* **Objetivos**:
- A) Quais pessoas são citadas pelo nome no texto sobre a vaia a Dilma na abertura da Copa?
- B) Formate como tabela Markdown, com as colunas Nº e Conteúdo, tudo o que vai, nas entradas, da linha que contém "Pinpoint wooden chair back in the picture." até a linha que contém "347,380,362,393", incluindo as duas, sem as linhas em branco.

:: Trecho exibido ::

Teve Copa. E teve relincho

Ao ser xingada, Dilma não se tornou alvo da insatisfação, legítima ou não. Tornou-se alvo de quem perdeu a vergonha de fazer em público o que faz todo dia no sofá: relinchar



A presidenta Dilma Rousseff cumprimenta o primeiro-ministro da Croácia, Zoran Milanovic e a presidenta do Chile, Michelle Bachelet, após o jogo de abertura da Copa do Mundo. Durante a partida, ela foi vaiada pelos torcedores

O brasileiro médio saiu do armário. Na abertura do maior evento da história do País, teve a chance de mostrar em rede mundial sua maior virtude e não decepcionou: sabendo que seria visto e ouvido, fez exatamente o que faz em seu sofá diante da tevê e sem o menor pudor: relinchou. E relinchou alto.

:::
:: Linhas de dados ::

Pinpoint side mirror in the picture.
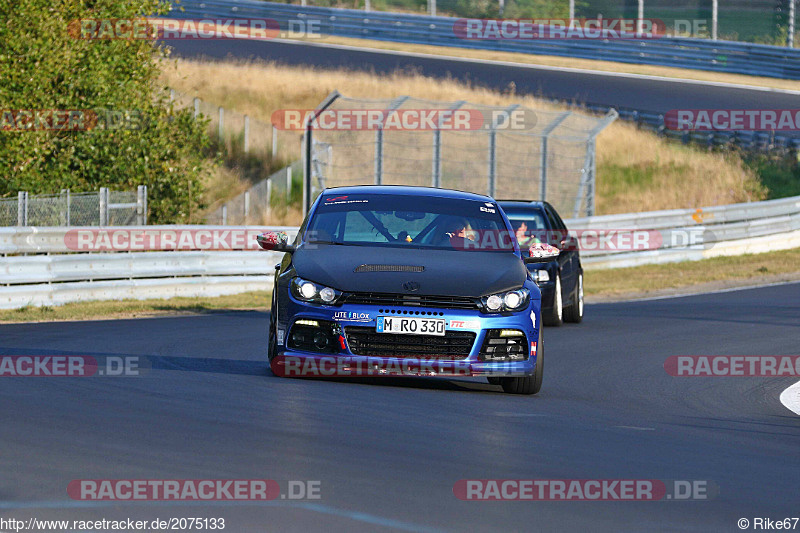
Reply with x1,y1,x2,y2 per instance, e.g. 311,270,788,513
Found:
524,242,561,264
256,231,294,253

:::
:: Linhas de dados ::

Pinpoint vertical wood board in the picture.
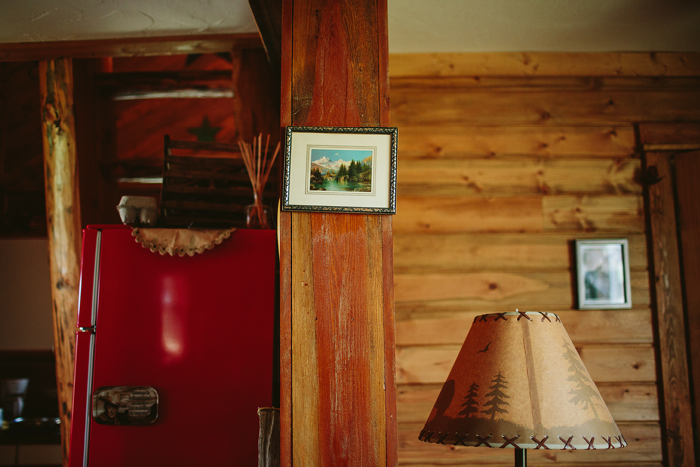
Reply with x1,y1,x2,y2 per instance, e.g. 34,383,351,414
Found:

:::
:: Linhas de dados ::

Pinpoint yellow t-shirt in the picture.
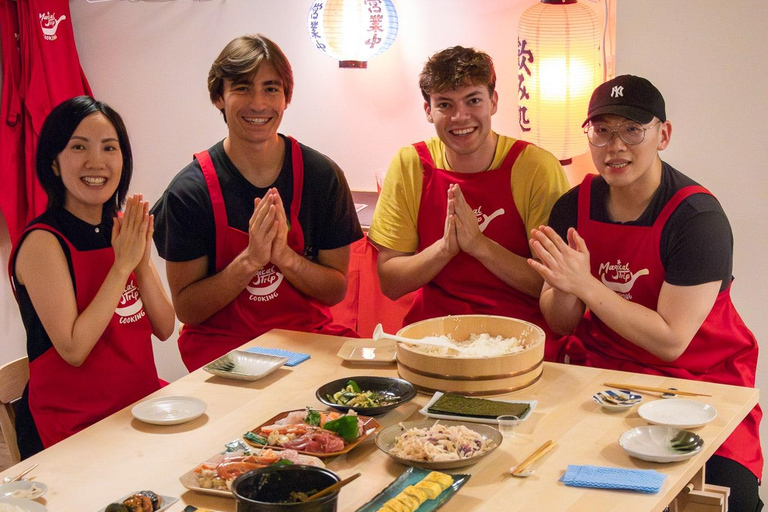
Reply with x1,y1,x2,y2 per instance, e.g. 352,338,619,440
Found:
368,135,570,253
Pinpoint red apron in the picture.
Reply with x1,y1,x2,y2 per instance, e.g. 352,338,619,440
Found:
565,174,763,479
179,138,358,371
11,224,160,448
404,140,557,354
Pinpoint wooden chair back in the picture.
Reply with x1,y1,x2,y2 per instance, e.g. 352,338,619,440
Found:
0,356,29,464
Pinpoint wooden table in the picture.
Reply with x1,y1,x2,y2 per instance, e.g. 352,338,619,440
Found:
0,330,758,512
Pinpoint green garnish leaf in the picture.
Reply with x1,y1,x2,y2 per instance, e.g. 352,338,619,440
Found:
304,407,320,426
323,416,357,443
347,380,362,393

:::

* **Lista de respostas**:
- A) Dilma Rousseff, Zoran Milanovic e Michelle Bachelet.

- B)
| Nº | Conteúdo |
|---|---|
| 1 | Pinpoint wooden chair back in the picture. |
| 2 | Reply with x1,y1,x2,y2 per instance, e.g. 352,338,619,440 |
| 3 | Found: |
| 4 | 0,356,29,464 |
| 5 | Pinpoint wooden table in the picture. |
| 6 | Reply with x1,y1,x2,y2 per instance, e.g. 352,338,619,440 |
| 7 | Found: |
| 8 | 0,330,758,512 |
| 9 | Pinpoint green garnish leaf in the picture. |
| 10 | Reply with x1,y1,x2,y2 per instance, e.g. 352,338,619,440 |
| 11 | Found: |
| 12 | 304,407,320,426 |
| 13 | 323,416,357,443 |
| 14 | 347,380,362,393 |